▶ Required tasks
1. From the CUDA kernel thread, copy the text from "I believe concurrent" up to and including "the first kernel.".
2. In the CUDA kernel thread, which function does one poster say to call in host code to make it wait for a kernel to finish?

▶ Passage shown
+++

Kernels launch - parallel or serial?

Hi dear CUDA guys,

I need your answer about a specific topic related to kernels execution, I was talking with a guy who has studied CUDA and he says the following statement:

“Let’s say that we have 128 processing units, you can run a kernel that only use one half and inmediately you can make another diferent kernell call that uses the rest of the resources (the other 64), doing another kind of computation”

According to the SIMD architecture model, I expect to do, for instance, call one kernel that only use one proccesing unit and the next kernel call (with diferrent instructions) will have to wait the previous kernel, even if the first kernel only use 0.0001% of the GPU resources.

What do you guys say?, I need feedback from this, I appreciate any comments, thanks!!


I believe concurrent kernel execution is restricted to Fermi-based cards. Previous generations do not have this capability, though they can overlap memcopies with kernel execution.
This means that on pre-Fermi cards, the next kernel will have to wait for the first kernel to complete regardless of the amount of MPs used for the first kernel.


That’s not true for the current hardware. Concurrent kernel execution is not yet supported, a kernel must end before another is issued, regardless of how little resources it may use.

What this guy describes is likely how it will work in Fermi based GPUs that should be out in 2010 Q1.

No this is not true, you can set different kernels running in parallel from your host code. You would need to call cudaThreadSynchronize(); in your host code to make it wait for a kernel to finish otherwise the next kernel function is set in motion while the other is still running (assuming you have not maxed out the available GPU cores. I’ve just tested this on my macbook pro with a geforce9600M and found it to work fine.

No, I think you are confused by the asynchronous calling convention in CUDA. Current CUDA devices cannot execute multiple kernels at once. However, kernel calls return immediately, letting you overlap CPU computations with the GPU. The kernels are queued up in the driver and run in sequence, though. This is even true if you issue kernel calls on multiple streams.

So why do we bother with the whole grid threads stuff. Why not just use an entire device every time? If this is true then roll on fermi… presumably though kernels can run in parallel on different devices right?

I’m not sure what you mean.
The grid can be much larger or smaller than the number of compute units on the GPU. How do you expect to specify your problem size without it? If you add two vectors, should CUDA assume that they are exactly as long as the number of SPs in the device you happen to be executing on?

Kernels can run in parallel on different devices, yes.

Hmm it seems I’ve misunderstood something here, partly from the now apparently misleading fig 2.2 on page 11 of the programming guide which shows 2 different grids of different sizes / configurations (2x3 and 3x2) apparently co-existing.

Also my own experiments have shown 2 kernels running in parallel on my macbook, but I’ve got 2 GPU’s in it so that explains that.

Finally it would seem possible to have the same effect as several different kernels in parallel on one device simply by grabbing enough memory for them all, and using conditionals on the thread / block index to determine which code to run.

+++

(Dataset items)
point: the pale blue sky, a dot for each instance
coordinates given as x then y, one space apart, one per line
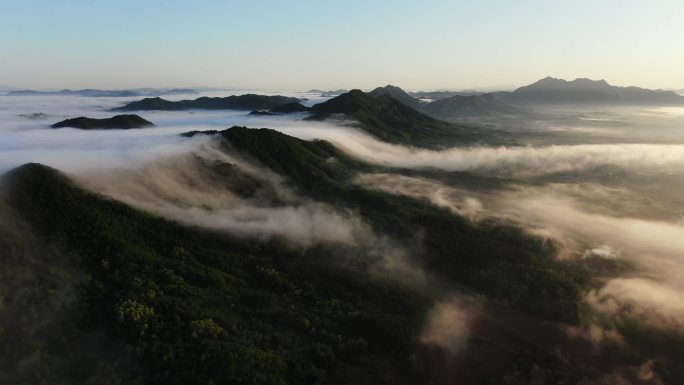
275 44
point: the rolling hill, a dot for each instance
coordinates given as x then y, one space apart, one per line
585 91
242 102
390 120
115 122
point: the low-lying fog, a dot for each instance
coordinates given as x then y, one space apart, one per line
604 184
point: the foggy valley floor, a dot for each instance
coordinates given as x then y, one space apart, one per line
309 251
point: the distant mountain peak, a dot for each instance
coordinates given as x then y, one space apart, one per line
584 90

+++

▶ Completed exercise
1.
I believe concurrent kernel execution is restricted to Fermi-based cards. Previous generations do not have this capability, though they can overlap memcopies with kernel execution.
This means that on pre-Fermi cards, the next kernel will have to wait for the first kernel to complete regardless of the amount of MPs used for the first kernel.

2. cudaThreadSynchronize();